Work task:
Copy every entry below, exactly and in full.
══ Data shown ══
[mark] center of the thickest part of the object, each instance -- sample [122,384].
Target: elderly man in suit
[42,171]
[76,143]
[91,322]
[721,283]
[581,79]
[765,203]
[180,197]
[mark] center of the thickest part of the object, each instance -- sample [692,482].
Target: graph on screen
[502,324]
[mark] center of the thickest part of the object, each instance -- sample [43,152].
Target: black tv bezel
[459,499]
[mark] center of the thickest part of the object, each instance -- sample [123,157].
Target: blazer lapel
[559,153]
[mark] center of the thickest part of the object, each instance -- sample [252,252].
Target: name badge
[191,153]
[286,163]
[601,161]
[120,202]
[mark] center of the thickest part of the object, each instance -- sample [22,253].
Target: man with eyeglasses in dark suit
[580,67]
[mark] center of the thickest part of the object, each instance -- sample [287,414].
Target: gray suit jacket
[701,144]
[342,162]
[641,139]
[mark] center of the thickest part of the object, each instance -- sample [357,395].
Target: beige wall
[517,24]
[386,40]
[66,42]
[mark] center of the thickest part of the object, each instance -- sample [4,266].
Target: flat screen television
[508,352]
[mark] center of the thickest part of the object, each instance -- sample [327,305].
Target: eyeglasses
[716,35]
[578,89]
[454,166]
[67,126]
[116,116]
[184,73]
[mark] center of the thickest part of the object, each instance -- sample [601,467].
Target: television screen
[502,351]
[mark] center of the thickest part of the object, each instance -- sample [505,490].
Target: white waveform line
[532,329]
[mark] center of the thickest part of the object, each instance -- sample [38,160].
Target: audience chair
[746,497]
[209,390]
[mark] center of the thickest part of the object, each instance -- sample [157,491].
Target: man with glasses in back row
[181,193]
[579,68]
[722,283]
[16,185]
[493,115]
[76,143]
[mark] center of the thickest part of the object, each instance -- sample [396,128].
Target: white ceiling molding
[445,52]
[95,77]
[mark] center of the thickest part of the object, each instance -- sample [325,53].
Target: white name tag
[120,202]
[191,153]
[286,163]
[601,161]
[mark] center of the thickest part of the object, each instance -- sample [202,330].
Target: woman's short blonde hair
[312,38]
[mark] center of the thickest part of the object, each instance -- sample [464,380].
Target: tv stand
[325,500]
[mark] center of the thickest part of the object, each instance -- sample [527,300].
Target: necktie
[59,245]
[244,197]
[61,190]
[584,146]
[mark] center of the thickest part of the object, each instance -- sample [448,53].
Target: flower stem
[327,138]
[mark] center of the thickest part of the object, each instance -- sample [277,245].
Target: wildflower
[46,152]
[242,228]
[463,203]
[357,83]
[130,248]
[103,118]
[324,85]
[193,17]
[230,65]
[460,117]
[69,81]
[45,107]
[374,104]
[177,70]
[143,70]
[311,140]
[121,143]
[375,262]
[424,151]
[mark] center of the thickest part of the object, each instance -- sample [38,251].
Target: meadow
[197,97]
═══
Reply to the task:
[mark] center of the thickest part of the object, each instance -- sample [122,384].
Target: elderly man in suit
[42,171]
[76,143]
[91,322]
[721,283]
[581,79]
[765,203]
[180,197]
[mark] center of the thickest part of the object, each instance -- sample [692,482].
Target: graph on screen
[502,324]
[mark] center of the thickest part of the object, each instance -- sample [43,152].
Target: black tv bezel
[459,499]
[mark] center of the thickest part of the object, each instance -- sample [123,157].
Target: blazer lapel
[559,153]
[mark] center of the thickest part of the object, each instance -- sample [252,252].
Target: name badge
[191,153]
[286,163]
[601,161]
[120,202]
[mark] center of the thickest part of the object, each instance -- sample [22,253].
Target: man with eyeglasses in dark suit
[580,67]
[mark] center of the thickest part of the object, each instance -- sample [287,414].
Target: gray suit jacket
[701,144]
[342,162]
[641,139]
[mark] center of the thickest part of the object, each instance -- sample [357,395].
Target: beige wall
[517,24]
[386,40]
[66,42]
[mark] center of the thickest part of the object, each instance -- sample [4,266].
Target: flat screen television
[508,352]
[mark] center of the thickest part of the object, each instance -- sample [327,305].
Target: eyeglasses
[716,35]
[578,89]
[454,166]
[67,126]
[116,116]
[184,73]
[mark] center of the thickest part of the object, each instance -- sample [601,467].
Target: television screen
[502,351]
[mark] center of the thickest part of the object, each instance -- sample [505,490].
Target: white waveform line
[532,329]
[mark] center of the thickest part of the object, each instance -- sample [38,160].
Target: audience chair
[746,497]
[209,390]
[mark] center of the thickest part of the object, each instance -- sample [157,491].
Target: man with glasses in back row
[181,193]
[579,68]
[722,283]
[16,185]
[493,115]
[76,143]
[mark] center of the thickest part of the object, each instance -- sample [396,128].
Target: white ceiling molding
[445,52]
[95,77]
[mark] center of the thickest part of the object, each instance -- sample [325,53].
Target: white name tag
[120,202]
[191,153]
[286,163]
[601,161]
[mark] center of the thickest part of the object, each instance -- sample [202,330].
Target: woman's short blonde hair
[312,38]
[mark] center of the thickest part of the object, each instance -- sample [464,380].
Target: tv stand
[325,500]
[mark] center of the thickest part of the object, each instance -- sample [527,300].
Target: necktie
[59,245]
[244,197]
[61,190]
[584,146]
[mark] center of the thickest part of the object, each instance -- sample [448,53].
Target: flower stem
[327,138]
[mark] center of the thickest part of the object, each instance -- sample [277,245].
Target: wildflower
[46,152]
[242,228]
[463,203]
[357,83]
[130,248]
[103,118]
[324,85]
[193,17]
[230,65]
[460,117]
[69,81]
[45,107]
[374,104]
[177,70]
[143,70]
[311,140]
[121,143]
[375,262]
[424,151]
[mark] center of the thickest part of the object, each instance -- sample [38,251].
Target: meadow
[197,97]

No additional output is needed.